▶ _Extract provided_:
It has a mounted camera and an on-board compute module. The compute
module runs inference in order to drive itself along a track. The compute
module and the vehicle chassis are powered by dedicated batteries known as
the compute battery and the drive battery, respectively.
The AWS DeepRacer Evo device is the original device with an optional
sensor kit. The kit includes an additional camera and LIDAR (light
detection and ranging), which allow the car to detect objects behind and
lateral to itself. The kit also includes a new shell.
Reinforcement learning
Reinforcement learning is a machine learning method that is focused on
autonomous decision-making by an agent in order to achieve specified goals
through interactions with an environment. In reinforcement learning, learning is
achieved through trial and error and training does not require labeled input.
Training relies on the reward hypothesis, which posits that all goals can be
achieved by maximizing a future reward after action sequences. In reinforcement
learning, designing the reward function is important. Better-crafted reward
functions result in better decisions frombetter the agent can decide what actions to
take to reach the goal.
For autonomous racing, the agent is a vehicle. The environment includes traveling
routes and traffic conditions. The goal is for the vehicle to reach its destination
quickly without accidents. Rewards are scores used to encourage safe and speedy
travel to the destination. The scores penalize dangerous and wasteful driving.
1. Start the agent to follow the current policy. The agent explores the
environment in a number of episodes and creates training data. This data
generation is an iterative process itself.
2. Apply the new training data to compute new policy gradients. Update the
network weights and continue training. Repeat Step 1 until a stop condition
is met.
Each training job produces a trained model and outputs the model artifacts to a
specified data store.
Evaluation job
An evaluation job is a workload that tests the performance of a model. Performance
is measured by given metrics after the training job is done. The standard AWS
DeepRacer performance metric is the driving time that an agent takes to complete a
lap on a track. Another metric is the percentage of the lap completed.

▶ _Annotated coordinate records_:
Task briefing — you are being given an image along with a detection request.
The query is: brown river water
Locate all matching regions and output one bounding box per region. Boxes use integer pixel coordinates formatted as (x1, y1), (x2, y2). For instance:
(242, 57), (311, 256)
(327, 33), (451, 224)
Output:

▶ _Given instruction 1_:
Reproduce verbatim the entire passage on AWS DeepRacer and reinforcement learning.
▶ _Given instruction 2_:
Quote every line of the annotated coordinate records precisely as they appear.

▶ _Final result 1_:
It has a mounted camera and an on-board compute module. The compute
module runs inference in order to drive itself along a track. The compute
module and the vehicle chassis are powered by dedicated batteries known as
the compute battery and the drive battery, respectively.
The AWS DeepRacer Evo device is the original device with an optional
sensor kit. The kit includes an additional camera and LIDAR (light
detection and ranging), which allow the car to detect objects behind and
lateral to itself. The kit also includes a new shell.
Reinforcement learning
Reinforcement learning is a machine learning method that is focused on
autonomous decision-making by an agent in order to achieve specified goals
through interactions with an environment. In reinforcement learning, learning is
achieved through trial and error and training does not require labeled input.
Training relies on the reward hypothesis, which posits that all goals can be
achieved by maximizing a future reward after action sequences. In reinforcement
learning, designing the reward function is important. Better-crafted reward
functions result in better decisions frombetter the agent can decide what actions to
take to reach the goal.
For autonomous racing, the agent is a vehicle. The environment includes traveling
routes and traffic conditions. The goal is for the vehicle to reach its destination
quickly without accidents. Rewards are scores used to encourage safe and speedy
travel to the destination. The scores penalize dangerous and wasteful driving.
1. Start the agent to follow the current policy. The agent explores the
environment in a number of episodes and creates training data. This data
generation is an iterative process itself.
2. Apply the new training data to compute new policy gradients. Update the
network weights and continue training. Repeat Step 1 until a stop condition
is met.
Each training job produces a trained model and outputs the model artifacts to a
specified data store.
Evaluation job
An evaluation job is a workload that tests the performance of a model. Performance
is measured by given metrics after the training job is done. The standard AWS
DeepRacer performance metric is the driving time that an agent takes to complete a
lap on a track. Another metric is the percentage of the lap completed.

▶ _Final result 2_:
Task briefing — you are being given an image along with a detection request.
The query is: brown river water
Locate all matching regions and output one bounding box per region. Boxes use integer pixel coordinates formatted as (x1, y1), (x2, y2). For instance:
(242, 57), (311, 256)
(327, 33), (451, 224)
Output:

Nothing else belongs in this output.